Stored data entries

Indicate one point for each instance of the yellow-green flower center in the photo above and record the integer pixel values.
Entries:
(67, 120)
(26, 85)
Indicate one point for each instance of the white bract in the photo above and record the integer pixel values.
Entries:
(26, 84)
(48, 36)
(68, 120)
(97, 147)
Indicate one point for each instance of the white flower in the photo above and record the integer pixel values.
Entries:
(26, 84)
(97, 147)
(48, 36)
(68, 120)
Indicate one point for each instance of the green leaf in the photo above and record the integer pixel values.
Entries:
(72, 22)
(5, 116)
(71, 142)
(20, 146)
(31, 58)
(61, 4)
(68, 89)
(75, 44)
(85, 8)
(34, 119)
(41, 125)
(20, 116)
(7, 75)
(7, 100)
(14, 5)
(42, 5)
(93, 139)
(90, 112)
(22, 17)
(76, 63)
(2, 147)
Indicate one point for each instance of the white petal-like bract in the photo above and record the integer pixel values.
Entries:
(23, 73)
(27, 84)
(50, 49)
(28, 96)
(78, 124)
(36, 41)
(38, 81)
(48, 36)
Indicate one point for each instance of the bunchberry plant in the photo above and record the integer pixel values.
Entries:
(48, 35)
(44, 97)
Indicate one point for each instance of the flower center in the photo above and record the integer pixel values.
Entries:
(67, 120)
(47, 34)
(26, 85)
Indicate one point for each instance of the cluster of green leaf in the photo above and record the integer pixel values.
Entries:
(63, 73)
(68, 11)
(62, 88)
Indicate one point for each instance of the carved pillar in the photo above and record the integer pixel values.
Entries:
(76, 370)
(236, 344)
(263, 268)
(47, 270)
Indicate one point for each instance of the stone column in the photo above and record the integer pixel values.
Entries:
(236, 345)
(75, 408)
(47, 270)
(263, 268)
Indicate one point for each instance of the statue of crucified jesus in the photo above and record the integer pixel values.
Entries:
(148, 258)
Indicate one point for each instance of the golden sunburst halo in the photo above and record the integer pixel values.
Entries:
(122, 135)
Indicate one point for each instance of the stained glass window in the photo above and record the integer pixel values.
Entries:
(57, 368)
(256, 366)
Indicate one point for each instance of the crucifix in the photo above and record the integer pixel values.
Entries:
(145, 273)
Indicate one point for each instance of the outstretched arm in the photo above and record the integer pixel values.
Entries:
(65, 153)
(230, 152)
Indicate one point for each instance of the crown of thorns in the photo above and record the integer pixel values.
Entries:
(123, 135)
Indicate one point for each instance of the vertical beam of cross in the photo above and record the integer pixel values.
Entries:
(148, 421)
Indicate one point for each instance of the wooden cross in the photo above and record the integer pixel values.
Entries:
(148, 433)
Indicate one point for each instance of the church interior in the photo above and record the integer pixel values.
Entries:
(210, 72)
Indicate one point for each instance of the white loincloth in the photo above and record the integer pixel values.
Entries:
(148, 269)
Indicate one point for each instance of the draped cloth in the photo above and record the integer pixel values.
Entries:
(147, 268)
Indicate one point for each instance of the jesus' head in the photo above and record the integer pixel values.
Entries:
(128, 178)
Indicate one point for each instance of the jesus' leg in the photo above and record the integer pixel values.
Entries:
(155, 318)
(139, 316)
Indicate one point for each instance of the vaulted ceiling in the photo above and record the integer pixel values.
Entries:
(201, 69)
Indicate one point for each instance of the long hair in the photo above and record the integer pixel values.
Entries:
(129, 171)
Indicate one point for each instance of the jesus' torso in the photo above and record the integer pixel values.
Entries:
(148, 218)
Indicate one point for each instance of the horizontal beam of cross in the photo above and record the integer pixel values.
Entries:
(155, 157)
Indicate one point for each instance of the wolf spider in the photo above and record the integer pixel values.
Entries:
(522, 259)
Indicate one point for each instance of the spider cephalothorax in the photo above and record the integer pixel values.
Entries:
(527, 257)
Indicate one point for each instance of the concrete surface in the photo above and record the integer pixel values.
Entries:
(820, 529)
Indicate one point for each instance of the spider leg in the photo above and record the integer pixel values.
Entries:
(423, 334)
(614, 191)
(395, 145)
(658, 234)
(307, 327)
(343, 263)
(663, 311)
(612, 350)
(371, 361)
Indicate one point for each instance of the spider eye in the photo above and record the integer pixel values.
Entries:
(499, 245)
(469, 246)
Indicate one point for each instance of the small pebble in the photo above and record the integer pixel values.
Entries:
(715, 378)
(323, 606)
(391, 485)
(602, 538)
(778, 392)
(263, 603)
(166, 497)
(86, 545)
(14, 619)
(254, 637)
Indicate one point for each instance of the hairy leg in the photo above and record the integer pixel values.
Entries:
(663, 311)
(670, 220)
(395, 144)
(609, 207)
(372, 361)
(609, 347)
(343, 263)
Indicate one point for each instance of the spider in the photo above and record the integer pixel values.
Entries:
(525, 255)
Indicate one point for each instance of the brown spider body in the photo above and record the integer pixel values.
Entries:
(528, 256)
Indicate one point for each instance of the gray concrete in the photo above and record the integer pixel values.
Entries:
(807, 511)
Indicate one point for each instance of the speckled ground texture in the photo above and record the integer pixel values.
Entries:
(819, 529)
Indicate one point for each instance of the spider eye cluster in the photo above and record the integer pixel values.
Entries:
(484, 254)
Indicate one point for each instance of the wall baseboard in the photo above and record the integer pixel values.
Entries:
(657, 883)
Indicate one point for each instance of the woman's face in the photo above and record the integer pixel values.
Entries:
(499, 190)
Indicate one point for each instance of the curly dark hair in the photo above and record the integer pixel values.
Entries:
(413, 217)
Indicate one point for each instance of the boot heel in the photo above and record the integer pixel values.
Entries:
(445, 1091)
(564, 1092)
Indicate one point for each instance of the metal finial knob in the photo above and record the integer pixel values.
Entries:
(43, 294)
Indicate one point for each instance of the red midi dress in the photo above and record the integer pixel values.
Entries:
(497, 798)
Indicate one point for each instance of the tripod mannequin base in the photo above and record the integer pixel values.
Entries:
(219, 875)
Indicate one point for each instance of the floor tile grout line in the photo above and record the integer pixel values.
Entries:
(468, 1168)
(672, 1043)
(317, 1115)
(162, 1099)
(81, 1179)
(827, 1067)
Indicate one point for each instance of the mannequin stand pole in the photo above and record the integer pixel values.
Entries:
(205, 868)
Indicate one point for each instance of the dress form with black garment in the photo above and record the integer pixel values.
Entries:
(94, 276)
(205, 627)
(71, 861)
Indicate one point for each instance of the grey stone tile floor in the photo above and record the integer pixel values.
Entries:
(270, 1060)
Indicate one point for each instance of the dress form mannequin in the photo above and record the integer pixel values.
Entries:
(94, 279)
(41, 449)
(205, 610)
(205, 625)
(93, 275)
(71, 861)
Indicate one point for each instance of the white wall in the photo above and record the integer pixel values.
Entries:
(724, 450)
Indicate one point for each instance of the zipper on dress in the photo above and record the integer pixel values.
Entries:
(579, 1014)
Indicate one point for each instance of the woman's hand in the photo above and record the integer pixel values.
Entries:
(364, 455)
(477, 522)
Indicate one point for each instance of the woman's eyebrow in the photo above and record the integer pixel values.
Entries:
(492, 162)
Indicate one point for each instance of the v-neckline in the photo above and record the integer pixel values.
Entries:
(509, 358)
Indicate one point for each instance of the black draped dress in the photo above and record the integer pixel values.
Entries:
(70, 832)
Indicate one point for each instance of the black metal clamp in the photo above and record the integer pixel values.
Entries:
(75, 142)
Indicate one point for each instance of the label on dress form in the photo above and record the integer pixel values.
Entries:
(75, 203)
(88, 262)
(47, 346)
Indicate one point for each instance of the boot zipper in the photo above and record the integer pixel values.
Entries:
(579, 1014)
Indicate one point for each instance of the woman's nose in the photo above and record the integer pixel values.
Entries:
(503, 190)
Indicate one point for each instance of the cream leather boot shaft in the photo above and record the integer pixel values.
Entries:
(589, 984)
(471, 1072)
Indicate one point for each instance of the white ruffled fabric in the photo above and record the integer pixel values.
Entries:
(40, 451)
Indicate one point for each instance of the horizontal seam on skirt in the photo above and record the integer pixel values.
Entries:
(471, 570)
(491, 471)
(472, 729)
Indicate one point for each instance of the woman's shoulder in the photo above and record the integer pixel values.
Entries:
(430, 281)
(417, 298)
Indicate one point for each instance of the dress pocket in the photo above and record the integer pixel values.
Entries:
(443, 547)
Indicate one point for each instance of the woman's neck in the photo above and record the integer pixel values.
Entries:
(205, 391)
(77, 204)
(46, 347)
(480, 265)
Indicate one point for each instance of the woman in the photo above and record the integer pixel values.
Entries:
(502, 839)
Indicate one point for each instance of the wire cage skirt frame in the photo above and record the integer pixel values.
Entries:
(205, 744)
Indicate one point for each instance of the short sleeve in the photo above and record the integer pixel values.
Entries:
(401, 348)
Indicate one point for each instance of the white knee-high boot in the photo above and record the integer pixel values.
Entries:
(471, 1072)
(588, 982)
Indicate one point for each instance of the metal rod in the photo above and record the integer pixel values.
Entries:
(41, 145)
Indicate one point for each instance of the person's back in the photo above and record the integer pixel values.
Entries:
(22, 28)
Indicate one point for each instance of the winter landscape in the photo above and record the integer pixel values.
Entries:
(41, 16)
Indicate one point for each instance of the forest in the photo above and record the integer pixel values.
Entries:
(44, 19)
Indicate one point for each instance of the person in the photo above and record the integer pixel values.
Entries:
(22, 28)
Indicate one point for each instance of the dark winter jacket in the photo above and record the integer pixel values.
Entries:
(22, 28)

Exercise aim —
What belongs in the answer is each line of the data that has the word "metal".

Response to the exercise —
Indicate one point for each instance of the metal finial knob in the photo above and record the integer pixel values.
Indicate one point for each instance of the black metal clamp in the photo above and record the integer pixel values.
Indicate one point for each instance of the metal rod in the photo above and record the integer pixel values.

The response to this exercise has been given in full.